**INSTRUCTIONS:**
**a)** Reproduce verbatim the portion of the abstract on speech synthesis evaluation that begins at the words "To do so, we" and stops after the words "evolve in isolation?".
**b)** Proceed with the abstract on speech synthesis evaluation, continuing from its final sentence.

**PASSAGE PROVIDED:**
=======
Pub Date : 2023-10-21DOI: 10.1016/j.csl.2023.101577
Sébastien Le Maguer , Simon King , Naomi Harte
The release of WaveNet and Tacotron has forever transformed the speech synthesis landscape. Thanks to these game-changing innovations, the quality of synthetic speech has reached unprecedented levels. However, to measure this leap in quality, an overwhelming majority of studies still rely on the Absolute Category Rating (ACR) protocol and compare systems using its output; the Mean Opinion Score (MOS). This protocol is not without controversy, and as the current state-of-the-art synthesis systems now produce outputs remarkably close to human speech, it is now vital to determine how reliable this score is.
To do so, we conducted a series of four experiments replicating and following the 2013 edition of the Blizzard Challenge. With these experiments, we asked four questions about the MOS: How stable is the MOS of a system across time? How do the scores of lower quality systems influence the MOS of higher quality systems? How does the introduction of modern technologies influence the scores of past systems? How does the MOS of modern technologies evolve in isolation?
=======
**Dataset excerpts on object pointing:**

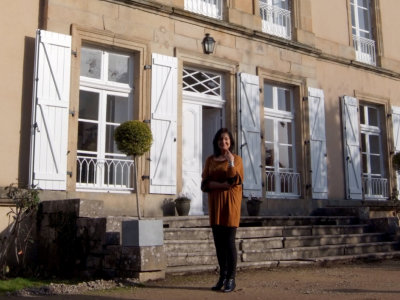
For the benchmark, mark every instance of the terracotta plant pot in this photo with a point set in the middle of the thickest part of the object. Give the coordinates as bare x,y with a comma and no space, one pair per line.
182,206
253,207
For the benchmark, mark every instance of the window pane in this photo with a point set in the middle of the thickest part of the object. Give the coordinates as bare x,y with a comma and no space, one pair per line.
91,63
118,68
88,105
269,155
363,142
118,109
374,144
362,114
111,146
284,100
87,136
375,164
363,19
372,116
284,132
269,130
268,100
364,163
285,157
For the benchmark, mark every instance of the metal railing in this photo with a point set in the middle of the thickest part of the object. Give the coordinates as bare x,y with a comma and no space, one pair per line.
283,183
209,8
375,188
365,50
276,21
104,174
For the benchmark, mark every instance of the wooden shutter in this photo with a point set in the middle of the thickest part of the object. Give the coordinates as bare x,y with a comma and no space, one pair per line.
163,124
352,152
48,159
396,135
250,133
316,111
=======
**ANSWERS FOR THE TASKS:**
**a)**
To do so, we conducted a series of four experiments replicating and following the 2013 edition of the Blizzard Challenge. With these experiments, we asked four questions about the MOS: How stable is the MOS of a system across time? How do the scores of lower quality systems influence the MOS of higher quality systems? How does the introduction of modern technologies influence the scores of past systems? How does the MOS of modern technologies evolve in isolation?

**b)**
The results of our experiments are manyfold. Firstly, we verify the superiority of modern technologies in comparison to historical synthesis. Then, we show that despite its origin as an absolute category rating, MOS is a relative score. While minimal variations are observed during the replication of the 2013-EH2 task, these variations can still lead to different conclusions for the intermediate systems. Our experiments also illustrate the sensitivity of MOS to the presence/absence of lower and higher anchors. Overall, our experiments suggest that we may have reached the end of a cul-de-sac by only evaluating the overall quality with MOS. We must embark on a new road and develop different evaluation protocols better suited to the analysis of modern speech synthesis technologies.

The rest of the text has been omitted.